(Enregistrements du jeu de données de segmentation)
=-=-=-=-=

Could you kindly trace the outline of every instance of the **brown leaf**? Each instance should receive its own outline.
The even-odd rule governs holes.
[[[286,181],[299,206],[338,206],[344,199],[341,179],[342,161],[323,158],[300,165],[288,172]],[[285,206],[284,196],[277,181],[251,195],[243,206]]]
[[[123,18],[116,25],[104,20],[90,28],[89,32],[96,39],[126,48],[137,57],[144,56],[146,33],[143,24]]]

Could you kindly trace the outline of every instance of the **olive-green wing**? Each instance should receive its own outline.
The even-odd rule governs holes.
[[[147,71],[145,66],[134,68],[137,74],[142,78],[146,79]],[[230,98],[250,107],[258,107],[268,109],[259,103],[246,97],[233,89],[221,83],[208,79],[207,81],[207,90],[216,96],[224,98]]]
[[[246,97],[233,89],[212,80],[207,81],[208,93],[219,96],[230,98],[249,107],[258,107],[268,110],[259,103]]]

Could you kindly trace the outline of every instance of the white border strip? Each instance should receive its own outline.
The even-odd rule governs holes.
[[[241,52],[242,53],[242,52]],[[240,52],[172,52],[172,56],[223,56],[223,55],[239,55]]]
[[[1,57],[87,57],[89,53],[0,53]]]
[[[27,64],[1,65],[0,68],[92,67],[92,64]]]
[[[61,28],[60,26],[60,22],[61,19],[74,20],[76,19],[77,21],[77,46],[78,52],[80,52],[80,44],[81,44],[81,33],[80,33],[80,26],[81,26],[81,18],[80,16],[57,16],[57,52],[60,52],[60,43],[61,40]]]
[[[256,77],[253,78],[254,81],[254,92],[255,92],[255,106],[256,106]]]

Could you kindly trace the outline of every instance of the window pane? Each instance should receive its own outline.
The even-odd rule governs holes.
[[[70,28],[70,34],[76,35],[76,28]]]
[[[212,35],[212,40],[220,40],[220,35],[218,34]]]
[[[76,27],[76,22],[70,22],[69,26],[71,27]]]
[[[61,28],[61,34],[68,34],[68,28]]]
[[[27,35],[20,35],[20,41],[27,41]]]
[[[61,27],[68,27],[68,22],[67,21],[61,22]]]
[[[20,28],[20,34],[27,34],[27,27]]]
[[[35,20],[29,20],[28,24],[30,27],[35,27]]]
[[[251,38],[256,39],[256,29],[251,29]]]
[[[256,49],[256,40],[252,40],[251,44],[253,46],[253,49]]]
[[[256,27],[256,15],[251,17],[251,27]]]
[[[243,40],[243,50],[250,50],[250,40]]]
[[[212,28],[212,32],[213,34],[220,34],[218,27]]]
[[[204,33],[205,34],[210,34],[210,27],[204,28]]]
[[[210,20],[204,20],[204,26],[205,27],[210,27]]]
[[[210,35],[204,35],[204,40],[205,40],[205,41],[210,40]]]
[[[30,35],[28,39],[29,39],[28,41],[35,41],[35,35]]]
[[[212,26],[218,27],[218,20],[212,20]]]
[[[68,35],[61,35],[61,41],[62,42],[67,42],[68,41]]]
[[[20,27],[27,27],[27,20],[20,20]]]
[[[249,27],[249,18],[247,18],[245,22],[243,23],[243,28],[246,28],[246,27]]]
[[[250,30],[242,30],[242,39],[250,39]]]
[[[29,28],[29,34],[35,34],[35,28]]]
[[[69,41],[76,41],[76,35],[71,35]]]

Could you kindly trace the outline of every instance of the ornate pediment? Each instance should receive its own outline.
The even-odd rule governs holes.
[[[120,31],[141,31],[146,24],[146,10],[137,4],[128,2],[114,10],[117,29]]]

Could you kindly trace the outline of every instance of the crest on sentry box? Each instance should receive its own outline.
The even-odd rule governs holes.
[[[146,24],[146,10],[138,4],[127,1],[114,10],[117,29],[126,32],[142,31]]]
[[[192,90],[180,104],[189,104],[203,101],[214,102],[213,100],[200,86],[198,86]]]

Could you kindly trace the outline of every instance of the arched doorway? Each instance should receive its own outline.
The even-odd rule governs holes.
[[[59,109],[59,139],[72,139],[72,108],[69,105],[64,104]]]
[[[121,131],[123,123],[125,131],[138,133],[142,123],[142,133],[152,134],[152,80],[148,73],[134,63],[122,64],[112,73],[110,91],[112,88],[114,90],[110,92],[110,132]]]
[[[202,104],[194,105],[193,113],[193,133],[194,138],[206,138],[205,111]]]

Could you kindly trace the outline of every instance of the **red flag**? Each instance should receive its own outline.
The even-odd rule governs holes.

=-=-=-=-=

* [Problème à résoudre] Reproduisez mot pour mot chacune des lignes des enregistrements ci-dessus, du premier au dernier.

* [Réponse]
Could you kindly trace the outline of every instance of the **brown leaf**? Each instance should receive its own outline.
The even-odd rule governs holes.
[[[286,181],[299,206],[338,206],[344,199],[341,179],[342,161],[323,158],[300,165],[288,172]],[[285,206],[284,196],[277,181],[251,195],[243,206]]]
[[[123,18],[116,25],[104,20],[90,28],[89,32],[96,39],[126,48],[137,57],[144,56],[146,33],[143,24]]]

Could you kindly trace the outline of every instance of the **olive-green wing**? Each instance should receive its own outline.
The even-odd rule governs holes.
[[[147,71],[145,66],[134,68],[137,74],[142,78],[146,79]],[[230,98],[250,107],[258,107],[268,109],[259,103],[246,97],[233,89],[221,83],[208,79],[207,81],[207,90],[216,96],[224,98]]]
[[[246,97],[233,89],[212,80],[207,81],[208,93],[219,96],[230,98],[249,107],[258,107],[268,110],[259,103]]]

Could you kindly trace the outline of every instance of the white border strip? Each instance should receive its own outline.
The even-odd rule governs holes.
[[[241,52],[242,53],[242,52]],[[240,52],[172,52],[172,56],[223,56],[223,55],[239,55]]]
[[[1,57],[87,57],[89,53],[0,53]]]
[[[27,64],[1,65],[0,68],[92,67],[92,64]]]
[[[61,28],[60,26],[60,22],[61,19],[74,20],[76,19],[77,21],[77,46],[78,52],[80,52],[80,44],[81,44],[81,33],[80,33],[80,26],[81,26],[81,18],[80,16],[57,16],[57,52],[60,52],[60,43],[61,40]]]
[[[256,77],[253,78],[254,81],[254,92],[255,92],[255,106],[256,106]]]

Could you kindly trace the outline of every instance of the window pane? Each instance should receive its own outline.
The even-odd rule governs holes.
[[[70,28],[70,34],[76,35],[76,28]]]
[[[212,35],[212,40],[220,40],[220,35],[218,34]]]
[[[76,27],[76,22],[70,22],[69,26],[71,27]]]
[[[61,28],[61,34],[68,34],[68,28]]]
[[[27,35],[20,35],[20,41],[27,41]]]
[[[61,27],[68,27],[68,22],[67,21],[61,22]]]
[[[20,28],[20,34],[27,34],[27,27]]]
[[[35,20],[29,20],[28,24],[30,27],[35,27]]]
[[[251,38],[256,39],[256,29],[251,29]]]
[[[256,49],[256,40],[252,40],[251,44],[253,46],[253,49]]]
[[[256,27],[256,15],[251,17],[251,27]]]
[[[243,40],[243,50],[250,50],[250,40]]]
[[[212,28],[212,32],[213,34],[220,34],[218,27]]]
[[[204,33],[205,34],[210,34],[210,27],[204,28]]]
[[[210,20],[204,20],[204,26],[205,27],[210,27]]]
[[[210,35],[204,35],[204,40],[205,40],[205,41],[210,40]]]
[[[30,35],[28,39],[29,39],[28,41],[35,41],[35,35]]]
[[[212,26],[218,27],[218,20],[212,20]]]
[[[68,35],[61,35],[61,41],[62,42],[67,42],[68,41]]]
[[[20,27],[27,27],[27,20],[20,20]]]
[[[249,27],[249,18],[247,18],[245,22],[243,23],[243,28],[246,28],[246,27]]]
[[[250,30],[242,30],[242,39],[250,39]]]
[[[29,28],[29,34],[35,34],[35,28]]]
[[[69,41],[76,41],[76,35],[71,35]]]

Could you kindly trace the outline of every instance of the ornate pediment? Each instance should receive its own outline.
The even-odd rule governs holes.
[[[120,31],[141,31],[146,24],[146,10],[137,4],[128,2],[114,10],[117,29]]]

Could you kindly trace the outline of every instance of the crest on sentry box? Each instance should receive its own outline.
The even-odd rule governs holes.
[[[146,24],[146,10],[138,4],[127,1],[114,10],[117,29],[126,32],[142,31]]]
[[[192,90],[180,104],[189,104],[203,101],[214,102],[213,100],[200,86],[198,86]]]

Could you kindly trace the outline of every instance of the arched doorway? Each instance should receive its own outline.
The even-odd rule governs holes.
[[[59,109],[59,139],[72,139],[72,108],[69,105],[64,104]]]
[[[121,131],[123,123],[125,131],[138,133],[142,123],[142,133],[152,134],[152,80],[148,73],[134,63],[122,64],[112,73],[110,91],[112,88],[114,90],[110,92],[110,132]]]
[[[202,104],[194,105],[193,113],[193,133],[194,138],[206,138],[205,111]]]

Could you kindly trace the outline of every instance of the **red flag**? Each instance should receive its own outline.
The even-odd rule governs holes.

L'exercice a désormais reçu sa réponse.